Brought to you by Penguin.

An illuminating new essay collection from one of the most distinctive, exciting and acclaimed writers of her generation, Zadie Smith


In this keenly awaited new collection, Zadie Smith brings her unique skills as an essayist to bear on a range of subjects which have captured her attention in recent years.

She takes an exhilaratingly close look at artists Toyin Ojih Odutola, Kara Walker and Celia Paul. She invites us along to the movies, to see and to think about Tar, and to Glastonbury to witness the ascendance of Stormzy. She takes us on a walk down Kilburn High Road in her beloved North West London and invites us to mourn with her the passing of writers Joan Didion, Martin Amis, Hilary Mantel, Philip Roth and Toni Morrison. She considers changes of government on both sides of the Atlantic – and the meaning of ‘the commons’ in all our lives.

Throughout this thrilling collection, Zadie Smith shows us once again her unrivalled ability to think through critically and humanely some of the most urgent preoccupations and tendencies of our troubled times.

Directions:
Copy the book description again, everything from "Brought to you" down to "all our lives.", and substitute "cinema" for "movies".

Data records:
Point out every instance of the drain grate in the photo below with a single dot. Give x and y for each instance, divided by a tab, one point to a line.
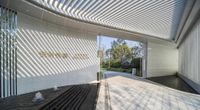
70	99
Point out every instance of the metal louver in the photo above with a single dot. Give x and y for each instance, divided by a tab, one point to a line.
158	18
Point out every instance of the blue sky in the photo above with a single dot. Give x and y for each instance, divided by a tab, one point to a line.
106	42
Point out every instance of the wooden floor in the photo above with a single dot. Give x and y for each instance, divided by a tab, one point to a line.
80	97
175	82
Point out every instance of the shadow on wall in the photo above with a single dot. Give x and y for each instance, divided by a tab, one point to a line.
67	58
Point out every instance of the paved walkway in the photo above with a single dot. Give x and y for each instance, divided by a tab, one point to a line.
120	91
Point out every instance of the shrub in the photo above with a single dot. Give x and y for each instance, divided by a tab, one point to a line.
115	63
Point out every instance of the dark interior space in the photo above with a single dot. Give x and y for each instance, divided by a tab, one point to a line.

Output of the exercise:
Brought to you by Penguin.

An illuminating new essay collection from one of the most distinctive, exciting and acclaimed writers of her generation, Zadie Smith


In this keenly awaited new collection, Zadie Smith brings her unique skills as an essayist to bear on a range of subjects which have captured her attention in recent years.

She takes an exhilaratingly close look at artists Toyin Ojih Odutola, Kara Walker and Celia Paul. She invites us along to the cinema, to see and to think about Tar, and to Glastonbury to witness the ascendance of Stormzy. She takes us on a walk down Kilburn High Road in her beloved North West London and invites us to mourn with her the passing of writers Joan Didion, Martin Amis, Hilary Mantel, Philip Roth and Toni Morrison. She considers changes of government on both sides of the Atlantic – and the meaning of ‘the commons’ in all our lives.